Copy the text on Generation Z starting with "- They’re accustomed" and going on through "and beverage products?", swapping "meal kits" for "restaurant meals".

Top of Excerpt

We’ve been talking about Millennials for years, and rightfully so: They are an influential subset of the population (those born between 1981 and 1996) who have significant buying power today.
However, in addition to considering the factors of today, the most successful food and beverage companies look ahead to prepare for the customers of tomorrow. Enter: Generation Z.
Who is Generation Z?
Generally speaking, this is the demographic cohort following the Millennials. Members of Gen Z are born after 1996.
As one expert featured in The New York Times put it, Generation Z is “conscientious, hard-working, somewhat anxious and mindful of the future.” Here are some broad characteristics to consider about this subset of the population:
- They tend to be more pragmatic and grounded than Millennials. This generation of young people grew up in a post-9/11 world in the era of the War on Terror and the Great Recession.
- They embrace multiculturalism and diversity. They’ve come of age in a time of legal same-sex marriage and the country’s first black president.
- They are technology-savvy and true digital natives. Many in Generation Z don’t remember a time when smartphones and social media didn’t exist. They didn’t really experience dial-up internet and video rental shops; they grew up with iPhones, Facebook and Netflix.
- They’re accustomed to a world of instant gratification. Online shopping with two-day delivery is the norm, ride-sharing services are available at the touch of a button, movies and TV shows can be streamed on-demand at any time, and meal kits and groceries can be delivered without having to leave the house.
Obviously, this generation has developed very different expectations than consumers of the past, and that applies to their food preferences as well. Understanding these differences is crucial as food and beverage manufacturers plan for the future.
How does Generation Z view meals, groceries and snacks?
According to a recent report from the NPD Group, Gen Z currently accounts for 27 percent of the U.S. population — making it larger than the Millennial population. So what do they look for in food and beverage products?
They want real food
There’s no denying the trend: Artificial is out and natural is in. Plus, Gen Z respects food and views it as more than just something that can taste good.
“Gen Zs have higher consumption rates of organic foods and beverages than any other group, and they were taught at a young age the value of food in terms of function and nutrition and not just how it tastes,” according to the NPD Group’s “Make it Happen for Gen Zs” report.
Compared to past generations, they’re also more likely to avoid products with artificial ingredients and genetically modified ingredients (GMOs).
“Gen Zs are similar to Millennials in that they demand authenticity, freshness, and purity in the products they use, but even more than Millennials, Gen Z consumers say clean eating improves their quality of life and fresh foods play a large role in this lifestyle,” cites the report.

Bottom of Excerpt
Top of Records shown

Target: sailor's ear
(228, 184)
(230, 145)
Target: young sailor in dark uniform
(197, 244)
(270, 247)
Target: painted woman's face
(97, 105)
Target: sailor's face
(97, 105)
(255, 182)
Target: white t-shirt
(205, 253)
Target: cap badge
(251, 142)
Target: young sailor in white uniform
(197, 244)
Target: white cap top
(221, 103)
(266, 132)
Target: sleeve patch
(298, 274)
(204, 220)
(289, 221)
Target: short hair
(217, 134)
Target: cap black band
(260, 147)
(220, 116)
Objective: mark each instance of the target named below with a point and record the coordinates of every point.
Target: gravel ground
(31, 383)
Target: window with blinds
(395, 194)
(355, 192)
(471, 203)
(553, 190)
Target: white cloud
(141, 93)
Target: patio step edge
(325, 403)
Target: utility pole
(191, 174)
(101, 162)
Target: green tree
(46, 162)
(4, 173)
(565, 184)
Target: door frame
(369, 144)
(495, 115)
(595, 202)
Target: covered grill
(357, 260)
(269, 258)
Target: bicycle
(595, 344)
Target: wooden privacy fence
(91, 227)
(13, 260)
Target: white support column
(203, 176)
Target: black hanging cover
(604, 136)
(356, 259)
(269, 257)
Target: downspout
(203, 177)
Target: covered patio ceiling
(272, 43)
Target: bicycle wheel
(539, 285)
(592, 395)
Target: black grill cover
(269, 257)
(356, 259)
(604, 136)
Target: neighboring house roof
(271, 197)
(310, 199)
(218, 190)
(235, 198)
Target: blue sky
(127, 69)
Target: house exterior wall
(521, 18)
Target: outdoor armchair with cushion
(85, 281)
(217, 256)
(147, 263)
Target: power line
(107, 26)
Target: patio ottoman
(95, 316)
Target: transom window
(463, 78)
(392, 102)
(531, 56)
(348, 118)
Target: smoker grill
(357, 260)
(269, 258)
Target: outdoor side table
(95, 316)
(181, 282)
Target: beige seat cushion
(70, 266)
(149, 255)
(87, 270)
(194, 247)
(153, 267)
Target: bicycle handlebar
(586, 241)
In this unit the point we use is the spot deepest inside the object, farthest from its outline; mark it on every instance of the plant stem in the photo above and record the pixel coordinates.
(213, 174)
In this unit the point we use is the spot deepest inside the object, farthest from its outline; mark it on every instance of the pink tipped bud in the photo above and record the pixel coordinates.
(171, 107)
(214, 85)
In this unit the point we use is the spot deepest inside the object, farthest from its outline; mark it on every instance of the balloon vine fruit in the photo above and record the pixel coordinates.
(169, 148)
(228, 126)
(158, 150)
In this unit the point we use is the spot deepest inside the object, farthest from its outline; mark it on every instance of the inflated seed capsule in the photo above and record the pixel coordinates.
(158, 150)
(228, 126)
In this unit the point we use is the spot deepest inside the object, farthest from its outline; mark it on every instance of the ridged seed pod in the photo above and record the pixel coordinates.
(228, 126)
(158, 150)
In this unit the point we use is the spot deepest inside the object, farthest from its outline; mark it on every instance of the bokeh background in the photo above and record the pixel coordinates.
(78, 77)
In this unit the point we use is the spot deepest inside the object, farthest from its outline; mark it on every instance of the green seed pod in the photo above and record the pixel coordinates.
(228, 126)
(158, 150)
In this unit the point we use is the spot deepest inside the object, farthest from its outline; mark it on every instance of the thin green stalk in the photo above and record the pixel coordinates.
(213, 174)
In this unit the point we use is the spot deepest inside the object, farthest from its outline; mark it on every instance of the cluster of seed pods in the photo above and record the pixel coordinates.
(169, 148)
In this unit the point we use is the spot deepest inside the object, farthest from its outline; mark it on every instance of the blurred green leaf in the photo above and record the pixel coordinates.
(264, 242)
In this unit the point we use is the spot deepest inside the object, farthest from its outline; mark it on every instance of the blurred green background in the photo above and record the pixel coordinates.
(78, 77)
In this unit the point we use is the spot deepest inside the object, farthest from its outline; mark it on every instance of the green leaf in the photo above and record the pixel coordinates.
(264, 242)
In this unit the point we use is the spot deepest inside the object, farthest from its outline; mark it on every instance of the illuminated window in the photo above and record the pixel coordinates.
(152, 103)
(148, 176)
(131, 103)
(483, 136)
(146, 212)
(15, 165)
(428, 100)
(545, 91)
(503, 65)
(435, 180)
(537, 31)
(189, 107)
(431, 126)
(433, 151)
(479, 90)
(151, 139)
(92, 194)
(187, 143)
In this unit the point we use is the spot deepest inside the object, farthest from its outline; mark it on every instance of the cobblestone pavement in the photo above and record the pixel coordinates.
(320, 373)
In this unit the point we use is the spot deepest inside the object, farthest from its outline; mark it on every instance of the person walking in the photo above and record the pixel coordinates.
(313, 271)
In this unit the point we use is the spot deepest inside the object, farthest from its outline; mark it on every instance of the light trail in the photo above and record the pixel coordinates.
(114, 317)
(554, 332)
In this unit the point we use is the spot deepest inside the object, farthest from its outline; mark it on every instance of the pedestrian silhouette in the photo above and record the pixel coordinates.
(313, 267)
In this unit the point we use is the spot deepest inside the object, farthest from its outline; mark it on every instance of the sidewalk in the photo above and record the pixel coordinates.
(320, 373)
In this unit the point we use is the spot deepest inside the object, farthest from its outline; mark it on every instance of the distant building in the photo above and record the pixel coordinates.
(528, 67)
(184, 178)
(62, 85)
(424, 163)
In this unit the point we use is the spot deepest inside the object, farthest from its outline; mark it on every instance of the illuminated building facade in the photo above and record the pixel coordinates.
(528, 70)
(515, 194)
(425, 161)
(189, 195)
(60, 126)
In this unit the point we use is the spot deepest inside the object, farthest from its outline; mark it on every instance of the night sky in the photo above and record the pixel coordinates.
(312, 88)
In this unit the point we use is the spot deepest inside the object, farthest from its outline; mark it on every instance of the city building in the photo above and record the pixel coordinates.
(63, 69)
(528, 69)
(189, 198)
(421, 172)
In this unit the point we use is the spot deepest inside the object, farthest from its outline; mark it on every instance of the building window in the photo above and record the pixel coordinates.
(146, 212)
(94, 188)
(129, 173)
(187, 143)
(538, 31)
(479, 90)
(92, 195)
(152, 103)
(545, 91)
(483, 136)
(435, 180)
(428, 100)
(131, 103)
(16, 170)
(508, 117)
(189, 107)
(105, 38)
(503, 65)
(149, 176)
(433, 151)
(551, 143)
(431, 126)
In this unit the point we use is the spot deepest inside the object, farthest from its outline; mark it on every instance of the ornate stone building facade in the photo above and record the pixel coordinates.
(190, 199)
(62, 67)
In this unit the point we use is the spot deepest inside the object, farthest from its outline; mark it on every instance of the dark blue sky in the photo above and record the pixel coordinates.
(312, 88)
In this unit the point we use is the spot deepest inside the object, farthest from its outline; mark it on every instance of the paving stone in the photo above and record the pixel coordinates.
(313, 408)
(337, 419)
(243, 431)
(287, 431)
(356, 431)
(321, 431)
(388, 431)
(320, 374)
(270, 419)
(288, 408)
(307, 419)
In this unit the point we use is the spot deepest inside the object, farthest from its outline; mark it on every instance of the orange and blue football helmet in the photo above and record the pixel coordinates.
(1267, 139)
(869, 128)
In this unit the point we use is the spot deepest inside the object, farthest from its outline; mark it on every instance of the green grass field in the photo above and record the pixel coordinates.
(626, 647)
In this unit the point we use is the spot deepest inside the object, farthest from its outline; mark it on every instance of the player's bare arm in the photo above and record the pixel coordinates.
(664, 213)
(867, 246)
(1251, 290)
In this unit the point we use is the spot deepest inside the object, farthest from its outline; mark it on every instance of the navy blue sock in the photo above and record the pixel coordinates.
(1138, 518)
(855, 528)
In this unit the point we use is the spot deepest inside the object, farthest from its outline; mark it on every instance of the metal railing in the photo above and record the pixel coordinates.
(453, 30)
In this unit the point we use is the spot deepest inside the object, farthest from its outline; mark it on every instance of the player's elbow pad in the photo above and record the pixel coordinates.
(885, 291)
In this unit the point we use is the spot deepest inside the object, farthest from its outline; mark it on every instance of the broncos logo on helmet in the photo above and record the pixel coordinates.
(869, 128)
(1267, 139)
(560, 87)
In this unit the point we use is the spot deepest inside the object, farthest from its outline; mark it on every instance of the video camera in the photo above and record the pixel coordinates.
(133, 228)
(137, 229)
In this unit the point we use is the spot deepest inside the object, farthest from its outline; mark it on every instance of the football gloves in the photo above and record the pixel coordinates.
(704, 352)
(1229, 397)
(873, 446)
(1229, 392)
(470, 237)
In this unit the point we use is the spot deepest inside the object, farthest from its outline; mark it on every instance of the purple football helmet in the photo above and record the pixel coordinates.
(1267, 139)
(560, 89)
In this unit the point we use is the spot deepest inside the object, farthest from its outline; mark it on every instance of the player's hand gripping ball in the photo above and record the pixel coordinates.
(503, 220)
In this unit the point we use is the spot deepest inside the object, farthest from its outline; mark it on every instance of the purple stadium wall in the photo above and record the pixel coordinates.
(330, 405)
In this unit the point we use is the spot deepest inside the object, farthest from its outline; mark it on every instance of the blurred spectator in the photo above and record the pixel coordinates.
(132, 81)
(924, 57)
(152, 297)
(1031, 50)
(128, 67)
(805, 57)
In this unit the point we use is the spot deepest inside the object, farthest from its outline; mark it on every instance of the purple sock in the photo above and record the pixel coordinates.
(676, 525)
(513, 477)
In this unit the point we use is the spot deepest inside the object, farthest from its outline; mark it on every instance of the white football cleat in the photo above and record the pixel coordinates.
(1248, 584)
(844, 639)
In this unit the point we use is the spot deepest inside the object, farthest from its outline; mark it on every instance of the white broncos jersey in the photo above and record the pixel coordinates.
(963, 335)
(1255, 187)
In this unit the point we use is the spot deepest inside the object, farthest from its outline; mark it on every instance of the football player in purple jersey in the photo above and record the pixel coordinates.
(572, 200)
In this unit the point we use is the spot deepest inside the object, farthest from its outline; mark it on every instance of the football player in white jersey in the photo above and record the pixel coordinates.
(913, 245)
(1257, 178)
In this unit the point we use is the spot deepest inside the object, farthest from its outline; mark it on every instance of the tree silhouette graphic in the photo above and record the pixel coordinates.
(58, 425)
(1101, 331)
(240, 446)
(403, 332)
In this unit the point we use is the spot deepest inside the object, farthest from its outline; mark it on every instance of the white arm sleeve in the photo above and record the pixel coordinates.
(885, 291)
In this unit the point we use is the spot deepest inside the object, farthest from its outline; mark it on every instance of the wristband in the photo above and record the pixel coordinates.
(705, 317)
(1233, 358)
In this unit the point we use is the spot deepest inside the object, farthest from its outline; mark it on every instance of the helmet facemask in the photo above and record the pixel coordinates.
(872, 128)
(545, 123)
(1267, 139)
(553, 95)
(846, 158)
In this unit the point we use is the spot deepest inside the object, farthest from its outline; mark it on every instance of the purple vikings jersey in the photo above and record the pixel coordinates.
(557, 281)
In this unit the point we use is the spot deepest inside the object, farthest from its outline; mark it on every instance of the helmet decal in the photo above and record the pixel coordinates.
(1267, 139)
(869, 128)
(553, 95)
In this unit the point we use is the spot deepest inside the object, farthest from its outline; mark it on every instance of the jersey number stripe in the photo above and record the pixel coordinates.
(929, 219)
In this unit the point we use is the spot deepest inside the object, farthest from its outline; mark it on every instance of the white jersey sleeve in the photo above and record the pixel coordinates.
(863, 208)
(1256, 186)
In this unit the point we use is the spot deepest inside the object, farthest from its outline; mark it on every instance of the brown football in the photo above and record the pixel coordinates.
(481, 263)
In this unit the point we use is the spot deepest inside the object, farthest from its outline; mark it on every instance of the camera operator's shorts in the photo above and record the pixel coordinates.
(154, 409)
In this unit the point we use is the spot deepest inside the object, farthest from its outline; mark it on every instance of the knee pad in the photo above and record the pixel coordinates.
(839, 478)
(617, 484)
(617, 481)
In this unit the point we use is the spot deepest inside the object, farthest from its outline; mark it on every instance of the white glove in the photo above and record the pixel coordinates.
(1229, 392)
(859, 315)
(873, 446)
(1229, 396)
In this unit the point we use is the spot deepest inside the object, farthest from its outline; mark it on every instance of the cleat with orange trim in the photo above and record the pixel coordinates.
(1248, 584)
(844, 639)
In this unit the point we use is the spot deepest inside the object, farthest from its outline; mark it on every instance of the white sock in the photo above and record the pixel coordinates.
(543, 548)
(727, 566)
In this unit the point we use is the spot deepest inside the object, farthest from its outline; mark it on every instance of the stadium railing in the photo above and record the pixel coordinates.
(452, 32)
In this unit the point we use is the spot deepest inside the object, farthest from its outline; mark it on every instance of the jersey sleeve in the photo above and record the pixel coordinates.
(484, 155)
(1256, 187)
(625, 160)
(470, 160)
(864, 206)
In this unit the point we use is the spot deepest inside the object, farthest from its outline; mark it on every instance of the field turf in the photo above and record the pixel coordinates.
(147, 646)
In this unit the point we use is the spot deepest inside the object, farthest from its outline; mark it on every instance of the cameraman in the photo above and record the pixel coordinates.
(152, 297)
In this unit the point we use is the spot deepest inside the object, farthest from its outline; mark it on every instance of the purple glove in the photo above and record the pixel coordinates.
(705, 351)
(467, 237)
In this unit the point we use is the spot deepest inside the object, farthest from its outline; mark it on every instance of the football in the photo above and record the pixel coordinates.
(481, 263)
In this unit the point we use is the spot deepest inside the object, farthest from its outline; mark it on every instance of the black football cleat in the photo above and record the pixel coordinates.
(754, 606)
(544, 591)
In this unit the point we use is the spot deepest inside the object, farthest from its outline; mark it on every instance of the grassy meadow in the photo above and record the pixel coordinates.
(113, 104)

Bottom of Records shown

Final answer:
- They’re accustomed to a world of instant gratification. Online shopping with two-day delivery is the norm, ride-sharing services are available at the touch of a button, movies and TV shows can be streamed on-demand at any time, and restaurant meals and groceries can be delivered without having to leave the house.
Obviously, this generation has developed very different expectations than consumers of the past, and that applies to their food preferences as well. Understanding these differences is crucial as food and beverage manufacturers plan for the future.
How does Generation Z view meals, groceries and snacks?
According to a recent report from the NPD Group, Gen Z currently accounts for 27 percent of the U.S. population — making it larger than the Millennial population. So what do they look for in food and beverage products?